Information provided:
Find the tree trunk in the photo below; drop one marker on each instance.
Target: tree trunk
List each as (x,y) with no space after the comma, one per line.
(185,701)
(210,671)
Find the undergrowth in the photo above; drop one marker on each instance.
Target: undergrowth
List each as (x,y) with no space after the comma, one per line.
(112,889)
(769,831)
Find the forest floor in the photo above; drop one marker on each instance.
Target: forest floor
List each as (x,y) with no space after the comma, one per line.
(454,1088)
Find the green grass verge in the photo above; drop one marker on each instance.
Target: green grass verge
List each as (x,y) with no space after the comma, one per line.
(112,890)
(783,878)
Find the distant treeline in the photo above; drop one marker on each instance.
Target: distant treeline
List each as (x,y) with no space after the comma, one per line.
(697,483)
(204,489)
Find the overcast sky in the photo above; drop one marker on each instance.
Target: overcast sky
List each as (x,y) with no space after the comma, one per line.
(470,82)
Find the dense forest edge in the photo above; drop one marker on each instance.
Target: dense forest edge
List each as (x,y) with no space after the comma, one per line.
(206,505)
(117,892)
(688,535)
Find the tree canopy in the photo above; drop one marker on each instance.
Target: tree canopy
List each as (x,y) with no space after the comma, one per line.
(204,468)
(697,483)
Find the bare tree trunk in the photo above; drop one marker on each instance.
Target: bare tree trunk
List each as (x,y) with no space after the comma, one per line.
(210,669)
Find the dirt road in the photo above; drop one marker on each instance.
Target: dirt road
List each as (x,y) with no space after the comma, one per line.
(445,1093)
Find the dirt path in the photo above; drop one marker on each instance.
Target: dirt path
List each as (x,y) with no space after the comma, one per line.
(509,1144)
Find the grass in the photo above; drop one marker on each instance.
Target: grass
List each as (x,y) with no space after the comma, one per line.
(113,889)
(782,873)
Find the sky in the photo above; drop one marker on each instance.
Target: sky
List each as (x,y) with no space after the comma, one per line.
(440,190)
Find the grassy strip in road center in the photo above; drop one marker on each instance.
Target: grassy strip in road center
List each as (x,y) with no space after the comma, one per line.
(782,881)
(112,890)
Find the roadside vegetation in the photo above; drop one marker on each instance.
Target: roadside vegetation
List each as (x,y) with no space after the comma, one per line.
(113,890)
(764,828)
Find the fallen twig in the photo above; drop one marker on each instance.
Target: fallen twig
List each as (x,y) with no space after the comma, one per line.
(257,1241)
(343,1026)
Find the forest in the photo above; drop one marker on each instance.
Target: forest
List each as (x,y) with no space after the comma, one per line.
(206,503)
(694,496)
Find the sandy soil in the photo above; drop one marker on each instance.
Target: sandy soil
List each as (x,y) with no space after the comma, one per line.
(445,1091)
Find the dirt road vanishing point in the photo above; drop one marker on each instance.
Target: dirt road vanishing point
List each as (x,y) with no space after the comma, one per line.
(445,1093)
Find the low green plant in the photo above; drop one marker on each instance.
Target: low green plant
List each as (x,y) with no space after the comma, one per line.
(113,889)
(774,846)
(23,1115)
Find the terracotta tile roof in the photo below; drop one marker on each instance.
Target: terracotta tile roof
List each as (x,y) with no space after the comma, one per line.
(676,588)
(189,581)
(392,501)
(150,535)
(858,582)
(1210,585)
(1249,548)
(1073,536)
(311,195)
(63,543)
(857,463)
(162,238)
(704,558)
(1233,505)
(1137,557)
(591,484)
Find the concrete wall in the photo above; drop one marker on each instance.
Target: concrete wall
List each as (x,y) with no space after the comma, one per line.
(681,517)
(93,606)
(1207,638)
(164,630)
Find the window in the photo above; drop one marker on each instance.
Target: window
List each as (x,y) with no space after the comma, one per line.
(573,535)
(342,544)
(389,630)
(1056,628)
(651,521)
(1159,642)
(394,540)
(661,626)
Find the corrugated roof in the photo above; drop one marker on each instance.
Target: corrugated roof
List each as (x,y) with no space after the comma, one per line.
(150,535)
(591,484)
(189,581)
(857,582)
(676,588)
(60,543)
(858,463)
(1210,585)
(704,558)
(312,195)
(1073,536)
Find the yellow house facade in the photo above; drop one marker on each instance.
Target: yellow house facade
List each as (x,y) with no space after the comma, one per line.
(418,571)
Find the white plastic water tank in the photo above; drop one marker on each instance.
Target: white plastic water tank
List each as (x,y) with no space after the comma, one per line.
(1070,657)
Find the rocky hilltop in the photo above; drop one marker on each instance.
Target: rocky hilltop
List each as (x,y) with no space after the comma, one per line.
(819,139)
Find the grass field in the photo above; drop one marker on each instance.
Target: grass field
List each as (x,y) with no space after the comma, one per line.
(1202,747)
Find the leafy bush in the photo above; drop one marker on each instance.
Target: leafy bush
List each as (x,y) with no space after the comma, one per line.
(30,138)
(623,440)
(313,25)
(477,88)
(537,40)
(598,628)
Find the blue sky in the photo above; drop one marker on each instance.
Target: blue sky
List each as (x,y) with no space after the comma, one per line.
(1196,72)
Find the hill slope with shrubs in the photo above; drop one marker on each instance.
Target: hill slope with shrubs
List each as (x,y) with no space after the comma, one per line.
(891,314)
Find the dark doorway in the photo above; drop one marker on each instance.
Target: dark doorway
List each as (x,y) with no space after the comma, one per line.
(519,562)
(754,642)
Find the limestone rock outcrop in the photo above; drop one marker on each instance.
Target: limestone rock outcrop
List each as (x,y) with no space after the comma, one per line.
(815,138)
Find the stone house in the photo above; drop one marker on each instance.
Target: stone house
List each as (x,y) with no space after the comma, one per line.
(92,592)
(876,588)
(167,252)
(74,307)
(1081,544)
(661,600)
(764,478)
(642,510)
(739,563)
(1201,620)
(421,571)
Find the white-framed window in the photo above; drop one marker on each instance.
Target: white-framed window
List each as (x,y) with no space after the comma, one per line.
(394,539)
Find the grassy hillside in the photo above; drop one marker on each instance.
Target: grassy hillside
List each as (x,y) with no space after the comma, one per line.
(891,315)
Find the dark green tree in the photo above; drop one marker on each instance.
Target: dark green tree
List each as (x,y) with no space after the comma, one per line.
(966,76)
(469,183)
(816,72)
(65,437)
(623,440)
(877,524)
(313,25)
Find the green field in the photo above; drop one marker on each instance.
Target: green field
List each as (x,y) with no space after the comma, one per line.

Directions:
Can you give the part of the records that opens with the line containing "Find the green field" and runs through the last of the records as a Markdown table, with a Row column numbering each line and a Line column holding it, blank lines left out?

Output:
| Row | Line |
|---|---|
| 1 | Find the green field in the photo above; drop one marker on each instance. |
| 2 | Target: green field |
| 3 | List each as (x,y) with no space after the comma, one per line. |